TASK – Rewrite every one of the entries below with "annotate" replaced by "mark" and nothing else changed, and omit the pictures.

DATASET RECORDS –
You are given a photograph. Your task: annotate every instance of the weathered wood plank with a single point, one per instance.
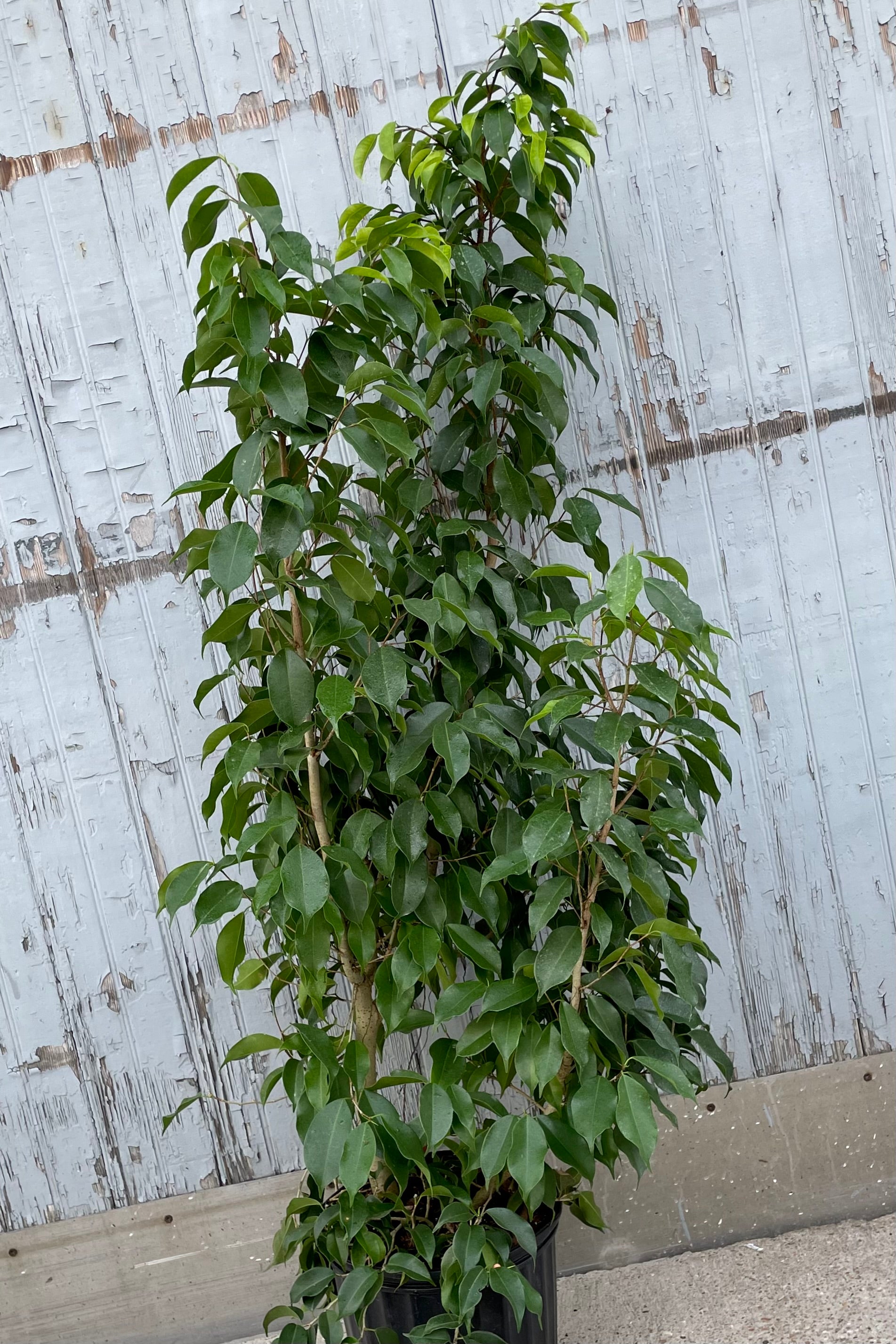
(739, 213)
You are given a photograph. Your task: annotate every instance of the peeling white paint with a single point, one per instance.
(749, 400)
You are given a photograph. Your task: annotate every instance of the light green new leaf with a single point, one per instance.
(232, 557)
(363, 151)
(624, 584)
(306, 881)
(635, 1116)
(555, 961)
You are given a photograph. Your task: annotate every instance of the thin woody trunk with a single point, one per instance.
(364, 1011)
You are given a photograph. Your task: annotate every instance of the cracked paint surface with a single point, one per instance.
(739, 213)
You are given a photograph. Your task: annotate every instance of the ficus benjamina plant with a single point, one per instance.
(459, 784)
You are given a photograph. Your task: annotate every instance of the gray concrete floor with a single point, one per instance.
(821, 1285)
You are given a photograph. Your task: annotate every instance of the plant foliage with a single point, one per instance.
(460, 788)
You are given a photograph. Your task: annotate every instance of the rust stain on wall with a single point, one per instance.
(887, 42)
(719, 80)
(27, 166)
(347, 100)
(843, 14)
(250, 113)
(53, 1057)
(129, 137)
(187, 132)
(319, 103)
(284, 62)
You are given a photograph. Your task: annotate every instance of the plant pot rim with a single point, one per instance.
(393, 1283)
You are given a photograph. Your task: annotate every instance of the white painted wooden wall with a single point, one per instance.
(742, 214)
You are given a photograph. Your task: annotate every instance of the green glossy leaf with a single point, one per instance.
(457, 1000)
(514, 490)
(409, 1265)
(546, 834)
(673, 603)
(557, 959)
(475, 945)
(593, 1108)
(549, 898)
(437, 1113)
(306, 881)
(487, 382)
(336, 697)
(251, 324)
(182, 885)
(230, 948)
(528, 1151)
(354, 579)
(291, 686)
(453, 745)
(596, 803)
(186, 175)
(385, 678)
(358, 1158)
(409, 829)
(256, 1045)
(445, 815)
(232, 557)
(496, 1147)
(325, 1142)
(284, 387)
(624, 585)
(635, 1116)
(517, 1226)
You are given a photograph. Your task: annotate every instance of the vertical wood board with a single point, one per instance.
(742, 214)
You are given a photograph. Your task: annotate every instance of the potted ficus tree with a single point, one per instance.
(459, 784)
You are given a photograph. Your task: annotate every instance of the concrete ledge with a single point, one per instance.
(773, 1155)
(777, 1154)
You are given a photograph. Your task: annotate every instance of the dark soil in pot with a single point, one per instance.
(413, 1304)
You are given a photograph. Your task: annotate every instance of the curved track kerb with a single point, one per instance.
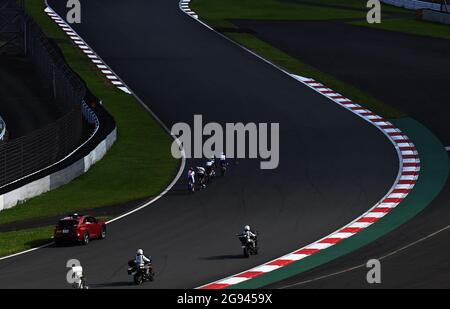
(409, 169)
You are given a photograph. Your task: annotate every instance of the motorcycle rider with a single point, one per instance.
(210, 167)
(251, 237)
(223, 159)
(201, 174)
(141, 261)
(191, 175)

OUTPUT OF THE TASK –
You are given a photograph. Your task: mark every instance of the weathered wood plank with a single point, one per instance.
(739, 213)
You are given a photograph. Your task: mark every instance of the peeling white paint with a single point, one per instance.
(749, 400)
You are given a photograph. Your task: mark every instance of the light green new leaf with a single point, one per instance.
(232, 557)
(363, 151)
(624, 584)
(306, 881)
(635, 1116)
(555, 961)
You are given a photograph. Your task: mark every instance of the thin woody trunk with a single point, one per instance.
(364, 1011)
You are given a photograph. Your task: mark every instance of the cracked paint surface with a single point, one per instance.
(739, 213)
You are given a photograph. Your task: mark every instance of the ficus benjamina plant with a single point, one per instance.
(459, 784)
You are given a photograph. Your task: mark every instance of the gray concrete floor with a single point, one per instance.
(821, 1285)
You are given a photograph. Your task: mark every instance of the plant foliage with a single point, one per instance.
(460, 788)
You are given a photograph. Your task: mark every instance of the rust stain on wall with a single point, one per instance.
(887, 42)
(719, 80)
(27, 166)
(347, 100)
(843, 14)
(250, 113)
(53, 1057)
(129, 137)
(187, 132)
(319, 103)
(284, 62)
You are given a photograph. Your task: mark every instance of the plant pot rim with a single point, one per instance.
(393, 1283)
You are given a photograph. Your task: mark every instance of the white painted wooden wall with a single point, one per instance.
(742, 214)
You are given a photograph. Your task: mark every instance of the green glossy leaf with a single point, one per instance.
(457, 1000)
(514, 490)
(409, 1265)
(546, 834)
(673, 603)
(557, 959)
(475, 945)
(593, 1108)
(549, 898)
(437, 1113)
(306, 881)
(487, 382)
(336, 697)
(251, 324)
(182, 885)
(230, 948)
(528, 1151)
(354, 579)
(291, 686)
(453, 745)
(596, 803)
(186, 175)
(385, 678)
(358, 1158)
(409, 829)
(256, 1045)
(445, 815)
(232, 557)
(496, 1147)
(325, 1142)
(284, 387)
(624, 585)
(635, 1116)
(517, 1226)
You are given a photograph. Your task: mark every instance of the vertical wood board with a single point, one per instance.
(742, 214)
You are given a photograph. Your task: mark every instance of the potted ficus tree with a single point, one per instance.
(459, 784)
You are given a photograph. Your task: mark every instance of the concrete ledge with a single point, one per instance.
(773, 1155)
(777, 1154)
You are given a photograph. Your task: mark every instance of the dark soil in pot with a single point, one per instance.
(413, 1304)
You are given a photograph. Your task: mark every instance of the curved track kerb with a single point, one per instance.
(409, 169)
You are given a photograph. Your task: mark every instance of the motorcycle rider with a single point, one per instance.
(210, 167)
(251, 237)
(223, 159)
(201, 174)
(141, 261)
(191, 175)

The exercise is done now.